- Activity: When you copy the data, keep every word exactly as it is and leave the pictures out.

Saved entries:
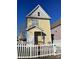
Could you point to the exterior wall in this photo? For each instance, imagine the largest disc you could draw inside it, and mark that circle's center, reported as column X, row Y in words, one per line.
column 57, row 35
column 44, row 25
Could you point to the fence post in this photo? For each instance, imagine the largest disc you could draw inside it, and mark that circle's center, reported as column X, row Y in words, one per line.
column 54, row 47
column 30, row 51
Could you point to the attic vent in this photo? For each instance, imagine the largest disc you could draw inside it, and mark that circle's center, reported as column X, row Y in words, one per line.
column 38, row 13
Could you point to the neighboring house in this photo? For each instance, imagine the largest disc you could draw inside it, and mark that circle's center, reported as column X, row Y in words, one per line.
column 56, row 32
column 38, row 26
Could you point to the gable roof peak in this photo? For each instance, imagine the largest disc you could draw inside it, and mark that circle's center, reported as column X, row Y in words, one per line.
column 37, row 9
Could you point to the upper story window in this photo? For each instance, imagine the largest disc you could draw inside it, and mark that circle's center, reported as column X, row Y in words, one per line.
column 34, row 22
column 38, row 13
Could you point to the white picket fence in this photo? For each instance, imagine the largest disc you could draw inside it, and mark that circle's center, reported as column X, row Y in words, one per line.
column 33, row 51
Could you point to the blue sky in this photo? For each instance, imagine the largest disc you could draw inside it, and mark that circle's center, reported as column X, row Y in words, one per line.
column 52, row 7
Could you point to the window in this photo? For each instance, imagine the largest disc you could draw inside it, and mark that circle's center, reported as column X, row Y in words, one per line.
column 38, row 13
column 34, row 22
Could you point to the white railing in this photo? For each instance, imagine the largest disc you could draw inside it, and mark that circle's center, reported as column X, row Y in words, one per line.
column 32, row 51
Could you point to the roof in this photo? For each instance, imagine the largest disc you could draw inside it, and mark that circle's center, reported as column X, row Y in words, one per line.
column 34, row 13
column 33, row 27
column 56, row 24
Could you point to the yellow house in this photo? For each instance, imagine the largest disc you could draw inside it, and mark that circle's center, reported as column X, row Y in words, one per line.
column 38, row 26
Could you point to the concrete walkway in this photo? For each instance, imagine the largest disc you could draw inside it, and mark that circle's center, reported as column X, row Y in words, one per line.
column 49, row 57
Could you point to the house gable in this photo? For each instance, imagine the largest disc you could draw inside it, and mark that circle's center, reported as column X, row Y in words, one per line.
column 38, row 12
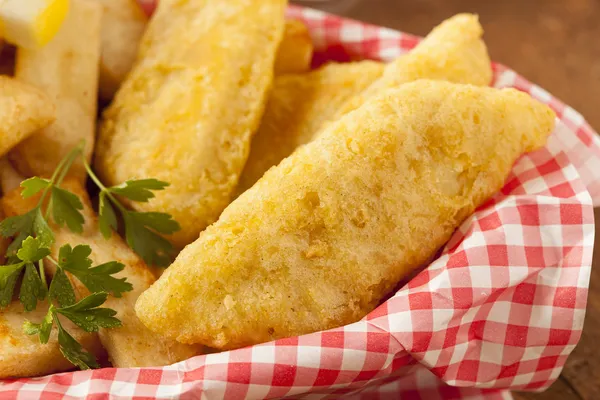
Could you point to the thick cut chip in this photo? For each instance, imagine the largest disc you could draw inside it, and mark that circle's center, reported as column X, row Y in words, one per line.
column 298, row 107
column 188, row 109
column 296, row 49
column 132, row 345
column 67, row 70
column 323, row 237
column 23, row 110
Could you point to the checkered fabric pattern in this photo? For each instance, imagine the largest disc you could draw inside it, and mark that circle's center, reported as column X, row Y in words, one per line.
column 501, row 308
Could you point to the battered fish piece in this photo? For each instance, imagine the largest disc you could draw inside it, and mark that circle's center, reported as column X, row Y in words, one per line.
column 298, row 107
column 188, row 109
column 132, row 345
column 23, row 110
column 296, row 49
column 324, row 236
column 67, row 70
column 22, row 355
column 453, row 51
column 297, row 111
column 123, row 25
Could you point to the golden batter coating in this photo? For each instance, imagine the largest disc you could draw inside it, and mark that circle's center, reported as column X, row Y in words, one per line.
column 67, row 70
column 188, row 109
column 301, row 106
column 295, row 52
column 298, row 107
column 325, row 235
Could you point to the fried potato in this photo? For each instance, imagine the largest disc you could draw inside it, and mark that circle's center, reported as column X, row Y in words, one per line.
column 67, row 70
column 296, row 112
column 453, row 51
column 295, row 52
column 324, row 236
column 298, row 107
column 22, row 355
column 23, row 110
column 188, row 109
column 132, row 345
column 123, row 25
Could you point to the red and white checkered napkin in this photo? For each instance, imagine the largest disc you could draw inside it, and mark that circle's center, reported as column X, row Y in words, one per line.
column 501, row 308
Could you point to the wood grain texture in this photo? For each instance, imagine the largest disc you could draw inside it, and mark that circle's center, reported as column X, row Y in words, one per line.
column 554, row 43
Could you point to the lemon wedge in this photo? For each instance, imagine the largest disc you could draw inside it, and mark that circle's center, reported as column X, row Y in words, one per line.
column 31, row 23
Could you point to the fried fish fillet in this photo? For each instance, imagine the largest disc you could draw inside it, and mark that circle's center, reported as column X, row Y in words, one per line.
column 132, row 345
column 325, row 235
column 453, row 51
column 23, row 110
column 298, row 106
column 123, row 25
column 22, row 355
column 188, row 109
column 296, row 49
column 67, row 70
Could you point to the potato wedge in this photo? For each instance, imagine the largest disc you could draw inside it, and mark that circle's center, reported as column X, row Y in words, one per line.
column 188, row 109
column 132, row 345
column 67, row 70
column 23, row 110
column 24, row 356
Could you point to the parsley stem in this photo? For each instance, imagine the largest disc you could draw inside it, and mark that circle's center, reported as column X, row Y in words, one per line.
column 43, row 273
column 103, row 188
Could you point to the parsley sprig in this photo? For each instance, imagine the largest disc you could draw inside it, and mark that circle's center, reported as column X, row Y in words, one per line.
column 30, row 252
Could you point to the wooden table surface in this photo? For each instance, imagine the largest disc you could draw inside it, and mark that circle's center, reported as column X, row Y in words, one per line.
column 554, row 43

- Result of the task:
Could you point to the exterior wall in this photo? For each instance, imagine the largest disc you could draw inside it, and mark that circle's center, reported as column X, row Y in words, one per line.
column 57, row 35
column 44, row 25
Could you point to the fence post in this photo? For each instance, imagine the largest disc you could draw inside it, and mark that circle's center, reported as column X, row Y in words, one per line.
column 54, row 47
column 30, row 51
Could you point to the attic vent in this photo? For each instance, imagine the largest disc you could draw inside it, and mark that circle's center, reported as column X, row Y in words, one per line.
column 38, row 13
Could you point to the neighboring house in this photo? For each instance, imagine the largest disc you could draw inside it, and mark that circle's center, reported as column X, row Y in words, one per line.
column 56, row 32
column 38, row 26
Could you point to the gable roof peak in this photo? For each instance, imagine the largest disc you could draw inside it, and mark that circle's center, reported as column X, row Y in words, one per line.
column 37, row 9
Could you point to the upper story window in this photo? For each instance, imagine the largest disc you could draw inside it, and mark that circle's center, reported as column X, row Y in words, one per line.
column 34, row 22
column 38, row 13
Could you point to the white picket fence in this photo? For each instance, imagine the largest disc you could draw inside it, and mark that circle's center, reported as column X, row Y in words, one per line.
column 33, row 51
Could you point to the blue sky in this photo? For each instance, imagine the largest disc you could draw inside it, and mark that circle's center, reported as column X, row Y in words, one per line.
column 52, row 7
Could you point to the window in this photo? For each instance, imagine the largest disc you could draw inside it, and mark that circle's center, reported as column X, row Y in words, one per line.
column 38, row 13
column 34, row 22
Could you point to the white railing in this photo? For each instance, imagine the largest disc you could draw inside it, and mark that circle's center, reported as column X, row Y in words, one per line.
column 32, row 51
Could you point to the roof in this photo? For each instance, imagine the largest disc you could draw inside it, and mark that circle's center, reported as column X, row Y in words, one per line.
column 34, row 13
column 33, row 27
column 56, row 24
Could you point to the yellow house in this photo? For each instance, imagine the largest disc you could draw inside it, and mark that circle's center, reported as column X, row Y in words, one per line.
column 38, row 26
Could you point to the concrete walkway in this photo? For each instance, imagine the largest disc you could draw inside it, and mark that circle's center, reported as column X, row Y in words, one per line.
column 49, row 57
Could you point to the house gable in this photo? For each instance, imagine the largest disc you could draw inside it, and mark that circle's center, reported as column X, row Y in words, one per line.
column 38, row 12
Could you point to the thick cut chip in this photo? For each instance, imagine the largest disc you could draw inside it, and mark that circle's center, reported as column X, row Y in words, one per line.
column 298, row 107
column 188, row 109
column 296, row 49
column 132, row 345
column 67, row 70
column 323, row 237
column 23, row 110
Could you point to the checkered fabric pattern in this photo? For each instance, imagine the largest disc you could draw inside it, and mark that circle's center, reported as column X, row Y in words, one per line.
column 501, row 308
Could you point to the battered fish piece in this photo? For each instance, imagine the largest disc you could draw inside it, and mark that circle's center, reported as column X, row Y in words, one per line.
column 298, row 107
column 188, row 109
column 132, row 345
column 23, row 110
column 296, row 49
column 324, row 236
column 67, row 70
column 22, row 355
column 453, row 51
column 297, row 111
column 123, row 25
Could you point to the golden batter coating in this photo? For each instance, imagine the largest disc you could draw inside it, and mark that circle's center, reported as column X, row Y in words, one per line.
column 67, row 70
column 188, row 109
column 301, row 106
column 295, row 52
column 298, row 107
column 325, row 235
Could you point to the fried potato in this photo? For each instance, imagine the largest disc you could draw inside it, and mark that circle's center, reported as column X, row Y in words, one per line.
column 67, row 70
column 296, row 112
column 453, row 51
column 295, row 52
column 324, row 236
column 298, row 107
column 22, row 355
column 23, row 110
column 188, row 109
column 132, row 345
column 123, row 25
Could you point to the red and white checkered napkin in this photo? For each instance, imagine the largest disc you could draw inside it, and mark that circle's center, reported as column X, row Y in words, one per line.
column 501, row 308
Could you point to the wood grain texture in this photo? For each instance, imagine the largest disc you could draw inside it, and mark that circle's center, reported as column X, row Y in words, one per line.
column 554, row 43
Could you point to the lemon wedge in this photo? For each instance, imagine the largest disc you could draw inside it, and mark that circle's center, reported as column X, row Y in words, one per line.
column 31, row 23
Could you point to the fried fish fillet in this photo? For each instance, imagine the largest disc you could draw inside it, and mark that circle's center, reported as column X, row Y in words, one per line.
column 132, row 345
column 325, row 235
column 453, row 51
column 23, row 110
column 298, row 106
column 123, row 25
column 22, row 355
column 188, row 109
column 296, row 49
column 67, row 70
Could you point to the potato wedge in this photo? For each instance, imagine the largest disc you could draw inside it, and mark that circle's center, reported as column X, row Y in words, one per line.
column 188, row 109
column 132, row 345
column 67, row 70
column 23, row 110
column 24, row 356
Could you point to the parsley stem in this photo? For each instance, imagine the largest disc you could draw inside it, and mark that circle's center, reported as column X, row Y in words, one per line.
column 43, row 273
column 103, row 188
Could you point to the parsley sprig in this photo? For each instance, imagine the largest disc you could draw inside it, and mark that circle's center, reported as column X, row Y in words, one per line.
column 30, row 252
Could you point to the wooden table surface in this photo? For each instance, imagine the largest disc you could draw inside it, and mark that circle's center, reported as column X, row Y in words, one per line.
column 554, row 43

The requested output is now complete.